_INSTRUCTIONS_.
A – Reproduce the part of the Railroad Commission speech below that opens with the words containing "But in our chat" and closes with "in right now.", copying it word for word.
B – Continue the Railroad Commission speech below, picking up right after its final sentence.

_EXCERPTED PASSAGE_.
┄┄┄┄┄┄┄┄┄┄┄┄┄┄┄┄┄┄┄┄

But in our chat right now, he also graciously agreed to take questions afterwards in any and all topics, and having chatted with him a little bit, I hope you'll take him up on that because if you won't, I will.

So please join me in giving a warm welcome to Railroad Commissioner Michael Williams.

Welcome. Thank you.

Commissioner Williams: Thank you. Thank you.

Thanks. Thanks a lot. It's my pleasure to have an opportunity to visit with you, and I thank you for the introduction. And Dana, it's good to be with you, Professor Roberts, and we thank you. Thanks for not only the invitation but also for all the work you've been doing with us on a very, very important project that I'm engaged in right now.

You've already seen I'm a little bit different. You know, I tell people I wouldn't stand behind something like this unless I thought you were going to shoot at me, and we ought to be fairly safe right now. I'm an old litigator, so I like to get close to my jury, and so that's what I'm going to attempt to do.

Look, you know, I've been asked to sort of talk about energy issues. But if you don't mind, let me just spend a fair amount of time talking about energy. And as I mentioned to Jim, I hope you will take me up on the invitation to ask me whatever about politics or policy that may sort of cross your mind.

Now, one of the things I do, though, that is sort of customary, and I've done it in the seven years that I've been a commissioner, is not only sort of thank folks for the invitation, but sort of thank you, because the people of Texas worked hard enough in 2000 and then in 2002 to elect a bald-head guy to wear his bowties and cowboy boots and send me to the Railroad Commission of Texas, and so I thank you.

And if you weren't part of that group, don't worry about it. In about 2008 you'll get another chance, so, you know but the other thing is that there is a person who made it possible, as was mentioned, for me to be a member of the commission in the first place, and that's the person who appointed me. He used to be our Governor who's now our President. That's President Bush, and the interesting thing is that the President and I have known each other for a fairly long time. It goes back to when we were members of the United Way of Midland together back in 1980.

┄┄┄┄┄┄┄┄┄┄┄┄┄┄┄┄┄┄┄┄

_PROVIDED RECORDS_.
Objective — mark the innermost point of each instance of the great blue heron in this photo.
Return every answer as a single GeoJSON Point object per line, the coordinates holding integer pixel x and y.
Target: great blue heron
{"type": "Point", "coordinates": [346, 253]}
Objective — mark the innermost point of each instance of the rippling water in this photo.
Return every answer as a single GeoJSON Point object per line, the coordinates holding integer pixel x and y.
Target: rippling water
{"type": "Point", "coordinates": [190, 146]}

┄┄┄┄┄┄┄┄┄┄┄┄┄┄┄┄┄┄┄┄

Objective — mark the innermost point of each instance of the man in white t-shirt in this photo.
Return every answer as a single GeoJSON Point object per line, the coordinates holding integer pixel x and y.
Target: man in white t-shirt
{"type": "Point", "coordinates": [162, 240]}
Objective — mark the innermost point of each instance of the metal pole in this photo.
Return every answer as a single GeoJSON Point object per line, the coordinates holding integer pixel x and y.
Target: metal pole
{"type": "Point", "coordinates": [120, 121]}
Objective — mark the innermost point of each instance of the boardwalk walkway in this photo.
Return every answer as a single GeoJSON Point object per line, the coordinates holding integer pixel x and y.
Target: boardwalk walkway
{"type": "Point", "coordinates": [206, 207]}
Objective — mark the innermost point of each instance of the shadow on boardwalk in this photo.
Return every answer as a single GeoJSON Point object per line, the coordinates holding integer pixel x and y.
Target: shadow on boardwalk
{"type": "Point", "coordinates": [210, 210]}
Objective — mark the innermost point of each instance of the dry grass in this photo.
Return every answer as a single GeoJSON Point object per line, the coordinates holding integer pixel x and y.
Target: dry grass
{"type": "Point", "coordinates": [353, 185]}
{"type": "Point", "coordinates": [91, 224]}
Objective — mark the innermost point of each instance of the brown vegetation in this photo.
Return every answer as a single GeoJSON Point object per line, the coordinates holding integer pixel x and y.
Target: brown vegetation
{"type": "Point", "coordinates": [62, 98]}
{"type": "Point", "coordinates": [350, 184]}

┄┄┄┄┄┄┄┄┄┄┄┄┄┄┄┄┄┄┄┄

_ANSWERS TO THE EXERCISE_.
A –
But in our chat right now, he also graciously agreed to take questions afterwards in any and all topics, and having chatted with him a little bit, I hope you'll take him up on that because if you won't, I will.

So please join me in giving a warm welcome to Railroad Commissioner Michael Williams.

Welcome. Thank you.

Commissioner Williams: Thank you. Thank you.

Thanks. Thanks a lot. It's my pleasure to have an opportunity to visit with you, and I thank you for the introduction. And Dana, it's good to be with you, Professor Roberts, and we thank you. Thanks for not only the invitation but also for all the work you've been doing with us on a very, very important project that I'm engaged in right now.

B –
And even though I have now run for statewide office twice, the first time I ran for political office was in 1984. I ran for County Attorney in my hometown of Midland, Texas. And I had a good campaign manager whose name was George W. Bush. And we got absolutely clobbered in the Republican primary.

So then I went off and worked for President Reagan and then the first President Bush, and so I continue to thank my good friend for giving me the opportunity to serve you and be on that strangely named thing called the Railroad Commission of Texas.

I know somebody going to ask me, so let me get it ought of the way. What where'd you guys what do you do and why is it called the Railroad Commission? First of all, I had nothing to do with railroads. We have 800 no, really; we have 800 employees at the Railroad Commission of Texas, and at the last legislative session, we had 24 that dealt with railroads. They dealt with safety where there's a crossing guard and an electronic warning device.

And so we asked the Legislature, because we want to create and expand and enhance upon what we believe is a premier State energy policy agency in the country, we wanted to enhance upon that. So we said, Look, move the Rail Division from the Texas Railroad Commission to Texas Department of Transportation. There's some other energy-related activities elsewhere in State Government. Move that to the Railroad Commission of Texas and, oh, by the way, change the name. And the Legislature did a lot of what we asked.

They moved the 24 employees to the Texas Department of Transportation. They moved some of the energy-related activities that we had identified to the Railroad Commission of Texas, and they said, Oh, by the way, we're not changing the name. That's your government at work, and so today, I have absolutely nothing to do with railroads, but we're still called the Railroad Commission of Texas.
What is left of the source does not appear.